** Exercise task A **
Reproduce the passage about Arizona's immigration law in full, with no changes.

** Excerpted passage **
----
Arizona and America join Joe Arpaio in rushing to inquire: Are your papers in order?

Editor's note: Following publication of this article, U.S. District Judge Susan R. Bolton enjoined the state of Arizona from enacting key provisions of state Senate Bill 1070. Though the law’s most dangerous sections were put on pause, pending the outcome of litigation, the remainder of the law goes into effect, as scheduled, Thursday, July 29. See the full story on Bolton’s ruling, and read her entire decision, here.




We in the Grand Canyon state salute, by statute, the howler monkeys in jingo trees.

Unable to regulate our border, unwilling to create a reasonable path to citizenship for the immigrants who labor in our place, Arizona law enforcement officially now undertakes to rid us of Mexicans.
----
** Data provided **

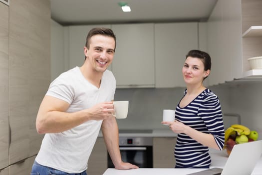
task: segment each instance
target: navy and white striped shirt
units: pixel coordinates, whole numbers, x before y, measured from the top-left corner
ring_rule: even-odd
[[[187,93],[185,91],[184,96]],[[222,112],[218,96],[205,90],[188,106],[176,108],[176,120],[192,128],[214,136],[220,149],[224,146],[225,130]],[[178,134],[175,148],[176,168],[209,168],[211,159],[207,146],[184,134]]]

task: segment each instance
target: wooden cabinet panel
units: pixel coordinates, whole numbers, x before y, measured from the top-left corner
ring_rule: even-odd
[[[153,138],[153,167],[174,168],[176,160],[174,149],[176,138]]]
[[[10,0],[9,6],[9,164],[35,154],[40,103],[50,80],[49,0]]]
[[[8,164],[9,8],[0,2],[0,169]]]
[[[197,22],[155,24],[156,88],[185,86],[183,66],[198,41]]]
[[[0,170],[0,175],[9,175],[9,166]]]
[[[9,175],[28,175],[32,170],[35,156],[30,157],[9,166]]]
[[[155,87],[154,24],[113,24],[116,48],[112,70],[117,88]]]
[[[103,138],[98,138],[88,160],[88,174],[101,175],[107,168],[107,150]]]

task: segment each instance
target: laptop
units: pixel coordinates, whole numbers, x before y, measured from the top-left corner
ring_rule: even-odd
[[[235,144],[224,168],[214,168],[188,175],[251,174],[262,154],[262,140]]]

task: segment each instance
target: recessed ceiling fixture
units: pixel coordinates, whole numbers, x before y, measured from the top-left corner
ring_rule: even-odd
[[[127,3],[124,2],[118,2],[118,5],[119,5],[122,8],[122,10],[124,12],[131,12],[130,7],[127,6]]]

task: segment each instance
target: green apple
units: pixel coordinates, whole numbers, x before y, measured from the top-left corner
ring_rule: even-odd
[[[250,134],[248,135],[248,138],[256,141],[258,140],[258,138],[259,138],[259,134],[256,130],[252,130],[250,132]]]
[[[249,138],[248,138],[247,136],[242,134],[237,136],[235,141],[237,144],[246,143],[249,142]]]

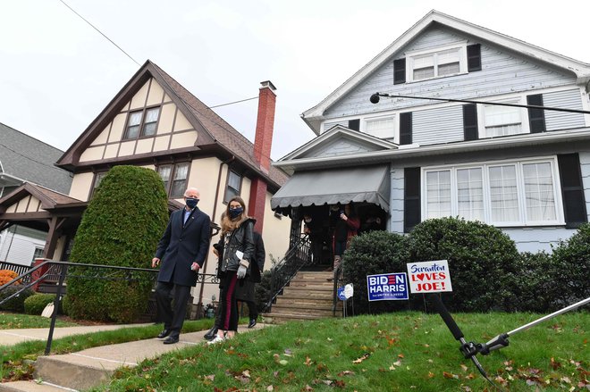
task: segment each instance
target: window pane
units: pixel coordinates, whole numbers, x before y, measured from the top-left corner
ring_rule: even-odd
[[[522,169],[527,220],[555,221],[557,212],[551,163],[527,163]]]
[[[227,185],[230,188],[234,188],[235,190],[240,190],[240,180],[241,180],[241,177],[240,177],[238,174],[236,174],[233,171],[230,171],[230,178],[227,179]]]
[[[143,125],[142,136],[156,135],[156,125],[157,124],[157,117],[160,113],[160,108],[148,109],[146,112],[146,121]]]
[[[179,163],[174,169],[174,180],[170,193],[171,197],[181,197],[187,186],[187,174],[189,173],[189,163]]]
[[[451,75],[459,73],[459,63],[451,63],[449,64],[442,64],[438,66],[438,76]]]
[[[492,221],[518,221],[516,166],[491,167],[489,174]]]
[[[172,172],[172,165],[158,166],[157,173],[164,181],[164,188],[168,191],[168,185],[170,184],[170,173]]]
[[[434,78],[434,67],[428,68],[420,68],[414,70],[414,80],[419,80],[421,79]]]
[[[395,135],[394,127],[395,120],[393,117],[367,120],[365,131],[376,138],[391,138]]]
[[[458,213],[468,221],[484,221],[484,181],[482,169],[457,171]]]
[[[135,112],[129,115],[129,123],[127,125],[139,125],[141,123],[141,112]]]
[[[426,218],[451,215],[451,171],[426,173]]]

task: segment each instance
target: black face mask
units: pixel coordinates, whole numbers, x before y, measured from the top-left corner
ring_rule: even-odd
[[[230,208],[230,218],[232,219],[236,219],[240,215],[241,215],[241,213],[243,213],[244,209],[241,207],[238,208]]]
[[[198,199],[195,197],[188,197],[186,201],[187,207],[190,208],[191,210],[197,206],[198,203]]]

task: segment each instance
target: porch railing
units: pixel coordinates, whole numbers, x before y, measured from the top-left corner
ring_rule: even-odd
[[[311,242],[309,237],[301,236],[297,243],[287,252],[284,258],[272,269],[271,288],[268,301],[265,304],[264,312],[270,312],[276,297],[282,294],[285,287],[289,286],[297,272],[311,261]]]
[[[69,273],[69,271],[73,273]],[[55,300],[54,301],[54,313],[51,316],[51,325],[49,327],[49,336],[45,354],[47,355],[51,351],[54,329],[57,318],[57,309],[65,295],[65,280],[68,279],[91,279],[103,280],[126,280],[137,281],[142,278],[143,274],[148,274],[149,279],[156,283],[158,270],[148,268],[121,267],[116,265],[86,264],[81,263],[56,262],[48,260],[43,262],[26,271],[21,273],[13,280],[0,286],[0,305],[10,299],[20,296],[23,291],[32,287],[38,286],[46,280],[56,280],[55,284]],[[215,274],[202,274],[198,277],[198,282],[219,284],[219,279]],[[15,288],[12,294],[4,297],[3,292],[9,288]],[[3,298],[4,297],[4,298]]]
----
** Exercise task B **
Select every line in the rows that contains the string "target", treating uppercase and lowercase as different.

** Task solution A **
Arizona and America join Joe Arpaio in rushing to inquire: Are your papers in order?

Editor's note: Following publication of this article, U.S. District Judge Susan R. Bolton enjoined the state of Arizona from enacting key provisions of state Senate Bill 1070. Though the law’s most dangerous sections were put on pause, pending the outcome of litigation, the remainder of the law goes into effect, as scheduled, Thursday, July 29. See the full story on Bolton’s ruling, and read her entire decision, here.




We in the Grand Canyon state salute, by statute, the howler monkeys in jingo trees.

Unable to regulate our border, unwilling to create a reasonable path to citizenship for the immigrants who labor in our place, Arizona law enforcement officially now undertakes to rid us of Mexicans.

** Task solution B **
target: navy and white striped shirt
target: wooden cabinet panel
target: laptop
target: recessed ceiling fixture
target: green apple
target: window pane
target: black face mask
target: porch railing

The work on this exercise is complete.